● Exercises to complete
[A] According to the healthcare careers page, how many years of medical school does the Doctor of Medicine degree require after an undergraduate degree?
[B] Write the next part of the healthcare careers page, picking up after its last sentence.

● Text segment
——

“Reason, Observation, and Experience - the Holy Trinity of Science.” — Robert G. Ingersoll

Careers in Biology — Healthcare

This page provides a brief overview of career options involving hands-on health care. The information provided is adapted primarily from a brochure in the What can I do with this major? series from the Career Services office at The University of Tennessee, Knoxville (© 1992 - 2009 The University of Tennessee). The short career descriptions provided are derived from much more complete pages available at StateUniversity.com's Health and Medicine Careers site (© 2010 Net Industries).

Listings:

Physician (M.D., D.O.)

Physicians diagnose and treat diseases, injuries, and other disorders. They also work to promote good health and prevent illness. Physicians often supervise other health-care workers, such as physician assistants, nurses, and technicians.

Potential Specialties

  • Allergology
  • Anesthesiology
  • Cardiology
  • Dermatology
  • Emergency Medicine
  • Family and General Practice
  • Gastroenterology
  • Internal Medicine
  • Obstetrics & Gynecology
  • Orthopedics
  • Pathology
  • Pediatrics
  • Psychiatry
  • Radiology
  • Surgery
  • Research
  • Public Health

Potential Employers

  • Hospitals
  • Clinics
  • Private or group practice
  • Health networks
  • Nursing homes
  • Rehabilitation centers
  • Mental health institutions
  • Federal, state, & local health departments
  • Government agencies
  • Armed services
  • Correctional facilities
  • Colleges or universities
  • Medical schools
  • Large corporations

Information & Suggestions

  • Test Required: MCAT
  • Schooling Required: After earning an undergraduate degree, the Doctor of Medicine (M.D.) requires 4 years of medical school, followed by 3-8 years of internship and residency depending on specialization chosen.
  • Some physicians pursue the Doctor of Osteopathic Medicine (D.O.) degree. D.O.s emphasize the body's musculoskeletal system, preventive medicine, and holistic patient care and often work in family and general practices, although they may be found in many specialties.

——

● Stored items
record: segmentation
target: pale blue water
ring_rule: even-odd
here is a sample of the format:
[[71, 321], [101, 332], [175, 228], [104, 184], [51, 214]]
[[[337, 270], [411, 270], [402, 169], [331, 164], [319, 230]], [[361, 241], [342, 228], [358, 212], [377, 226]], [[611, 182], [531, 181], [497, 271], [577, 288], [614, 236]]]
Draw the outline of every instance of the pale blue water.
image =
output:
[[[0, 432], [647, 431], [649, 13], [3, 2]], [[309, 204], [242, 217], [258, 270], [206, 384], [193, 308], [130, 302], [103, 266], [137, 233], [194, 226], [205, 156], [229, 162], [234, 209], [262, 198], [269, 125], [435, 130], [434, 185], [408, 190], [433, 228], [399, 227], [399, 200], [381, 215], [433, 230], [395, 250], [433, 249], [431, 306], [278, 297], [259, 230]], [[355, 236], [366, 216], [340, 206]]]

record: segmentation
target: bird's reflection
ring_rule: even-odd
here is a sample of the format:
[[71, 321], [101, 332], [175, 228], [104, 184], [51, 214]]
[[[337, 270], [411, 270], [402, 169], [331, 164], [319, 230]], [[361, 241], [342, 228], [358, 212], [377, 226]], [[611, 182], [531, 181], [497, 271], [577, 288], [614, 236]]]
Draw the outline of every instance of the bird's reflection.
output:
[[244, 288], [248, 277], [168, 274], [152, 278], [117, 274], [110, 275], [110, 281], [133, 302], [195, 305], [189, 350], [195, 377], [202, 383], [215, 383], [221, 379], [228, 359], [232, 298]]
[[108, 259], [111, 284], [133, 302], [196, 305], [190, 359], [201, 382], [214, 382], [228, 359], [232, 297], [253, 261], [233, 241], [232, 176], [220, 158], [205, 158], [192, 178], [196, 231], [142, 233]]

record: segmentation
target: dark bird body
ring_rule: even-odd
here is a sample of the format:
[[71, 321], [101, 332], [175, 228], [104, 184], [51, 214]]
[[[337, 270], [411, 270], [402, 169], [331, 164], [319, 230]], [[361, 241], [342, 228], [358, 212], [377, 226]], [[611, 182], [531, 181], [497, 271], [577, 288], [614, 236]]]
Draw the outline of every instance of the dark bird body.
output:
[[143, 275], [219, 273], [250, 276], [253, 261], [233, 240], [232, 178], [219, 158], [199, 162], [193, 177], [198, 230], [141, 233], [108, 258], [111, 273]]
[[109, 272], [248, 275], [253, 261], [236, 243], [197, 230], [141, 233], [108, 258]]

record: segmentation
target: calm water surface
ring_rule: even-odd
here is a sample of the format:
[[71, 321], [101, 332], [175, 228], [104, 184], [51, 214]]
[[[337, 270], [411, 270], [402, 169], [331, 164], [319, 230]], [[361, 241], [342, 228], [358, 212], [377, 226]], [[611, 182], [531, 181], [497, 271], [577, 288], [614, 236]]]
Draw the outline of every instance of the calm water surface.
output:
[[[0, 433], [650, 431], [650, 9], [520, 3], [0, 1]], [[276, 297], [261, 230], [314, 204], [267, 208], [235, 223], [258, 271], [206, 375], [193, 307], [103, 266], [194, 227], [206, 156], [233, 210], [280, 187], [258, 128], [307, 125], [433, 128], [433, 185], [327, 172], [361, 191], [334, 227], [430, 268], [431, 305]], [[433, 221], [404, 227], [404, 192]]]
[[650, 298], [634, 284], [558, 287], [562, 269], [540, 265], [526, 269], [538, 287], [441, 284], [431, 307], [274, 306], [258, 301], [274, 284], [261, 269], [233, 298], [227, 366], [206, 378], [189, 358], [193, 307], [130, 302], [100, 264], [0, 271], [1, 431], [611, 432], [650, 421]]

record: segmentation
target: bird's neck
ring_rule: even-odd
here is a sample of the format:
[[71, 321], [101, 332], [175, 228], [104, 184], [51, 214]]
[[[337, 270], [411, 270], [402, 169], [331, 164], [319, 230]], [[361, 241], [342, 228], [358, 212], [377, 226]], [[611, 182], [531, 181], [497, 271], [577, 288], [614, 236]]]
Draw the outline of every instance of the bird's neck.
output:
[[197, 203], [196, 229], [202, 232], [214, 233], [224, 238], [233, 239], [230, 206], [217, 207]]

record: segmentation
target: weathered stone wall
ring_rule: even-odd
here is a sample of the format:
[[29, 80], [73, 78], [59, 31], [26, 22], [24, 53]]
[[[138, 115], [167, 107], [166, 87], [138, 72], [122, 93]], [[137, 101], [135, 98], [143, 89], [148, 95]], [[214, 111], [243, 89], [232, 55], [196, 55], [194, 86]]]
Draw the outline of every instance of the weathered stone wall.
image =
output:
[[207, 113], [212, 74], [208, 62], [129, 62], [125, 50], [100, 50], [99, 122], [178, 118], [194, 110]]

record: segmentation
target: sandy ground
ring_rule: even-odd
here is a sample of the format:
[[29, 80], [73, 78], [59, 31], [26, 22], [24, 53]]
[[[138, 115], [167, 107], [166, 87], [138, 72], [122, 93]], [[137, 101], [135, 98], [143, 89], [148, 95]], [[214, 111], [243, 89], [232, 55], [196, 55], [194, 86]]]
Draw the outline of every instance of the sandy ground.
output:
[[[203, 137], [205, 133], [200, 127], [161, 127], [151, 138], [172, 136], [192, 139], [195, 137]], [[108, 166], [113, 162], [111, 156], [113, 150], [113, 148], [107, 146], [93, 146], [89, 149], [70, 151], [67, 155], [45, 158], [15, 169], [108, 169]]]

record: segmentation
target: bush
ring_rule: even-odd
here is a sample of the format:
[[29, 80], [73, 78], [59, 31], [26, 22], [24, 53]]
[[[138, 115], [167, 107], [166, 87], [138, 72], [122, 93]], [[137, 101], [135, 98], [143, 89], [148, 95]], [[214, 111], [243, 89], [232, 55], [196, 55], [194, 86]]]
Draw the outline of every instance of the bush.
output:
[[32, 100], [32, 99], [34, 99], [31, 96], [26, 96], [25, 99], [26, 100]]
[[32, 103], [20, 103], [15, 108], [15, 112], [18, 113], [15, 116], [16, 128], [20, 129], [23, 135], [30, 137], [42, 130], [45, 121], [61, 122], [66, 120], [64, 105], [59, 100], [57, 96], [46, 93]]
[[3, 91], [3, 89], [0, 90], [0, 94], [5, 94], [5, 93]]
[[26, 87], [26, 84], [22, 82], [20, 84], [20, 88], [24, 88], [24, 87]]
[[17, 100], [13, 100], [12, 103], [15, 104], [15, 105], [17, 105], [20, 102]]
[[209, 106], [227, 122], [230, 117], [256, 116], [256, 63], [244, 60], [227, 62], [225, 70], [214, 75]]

——

● Answers for the exercise
[A] Four years.

[B]
Podiatry

Podiatrists are medical practitioners who specialize in the treatment of sore, badly shaped, diseased, or injured feet and ankles. Patients’ problems are treated by manipulation, massage, physical therapy, and surgery, and through the prescription of drugs, exercise, or special shoes.

Potential Specialties

  • Surgery
  • Orthopedics
  • Primary Care
  • Sports Medicine
  • Pediatrics
  • Dermatology
  • Radiology
  • Podopediatrics
  • Geriatrics
  • Diabetic Foot Care

Potential Employers

  • Private practice
  • Community health clinics
  • Hospitals
  • Residential and nursing homes
  • National Health Service
  • Sports clubs
  • Some specialty retail chains

Information & Suggestions

  • Test Required: MCAT or GRE
  • Schooling Required: After earning at least 90 hours of undergraduate course work, the Doctor of Podiatric Medicine (DPM) requires 4 academic years (last 2 years are clinical rotations). One year of postdoctoral residency is required in most states.

Optometry

Optometrists examine eyes and treat vision problems, usually by prescribing eyeglasses or contact lenses, vision therapy, or rehabilitation programs. They also prescribe medicines to treat some eye diseases and allergies.

Potential Specialties

  • Family Practice
  • Pediatric Optometry
  • Geriatric Optometry
  • Vision Therapy
  • Contact Lenses
  • Hospital-Based Optometry
  • Primary Care Optometry
  • Ocular Disease
  • Public Health
  • Research

Potential Employers

  • Private practice
  • Vision care centers
  • Hospitals
  • Physicians' offices
  • Armed services
  • Government organizations

Information & Suggestions

  • Test Required: OAT
  • Schooling Required: After earning an undergraduate degree, the Doctor of Optometry (OD) requires 4 academic years at optometry school.

Chiropractic Medicine

Chiropractors are alternative health care practitioners who diagnose and treat health problems associated with the muscular, nervous, and skeletal systems. Chiropracters treat patients primarily by manipulating parts of the body, especially the spinal column, to try to correct any disorders of the skeleton or spine that may interrupt the flow of nerve impulses to various parts of the body. They also treat patients with light, heat, cold, water, exercise, or other forms of physical therapy. They do not use drugs or surgery to treat patients.

Potential Specialties

  • Sports Injuries
  • Neurology
  • Orthopedics
  • Pediatrics
  • Nutrition
  • Internal Disorders
  • Diagnostic Imaging
  • Ergonomics

Potential Employers

  • Solo and group practices
  • Hospitals or health clinics

Information & Suggestions

  • Test Required: GRE or MCAT
  • Schooling Required: After earning at least 90 hours of undergraduate course work, the Doctor of Chiropractic (DC) requires 4 academic years at a chiropractic school.

Pharmacy

Pharmacists are health practitioners who specialize in dispensing prescribed drugs and providing information to patients and healthcare workers about drugs’ side effects and use. Pharmacists must understand the composition of medicines, as well as the laws that regulate their manufacture and sale.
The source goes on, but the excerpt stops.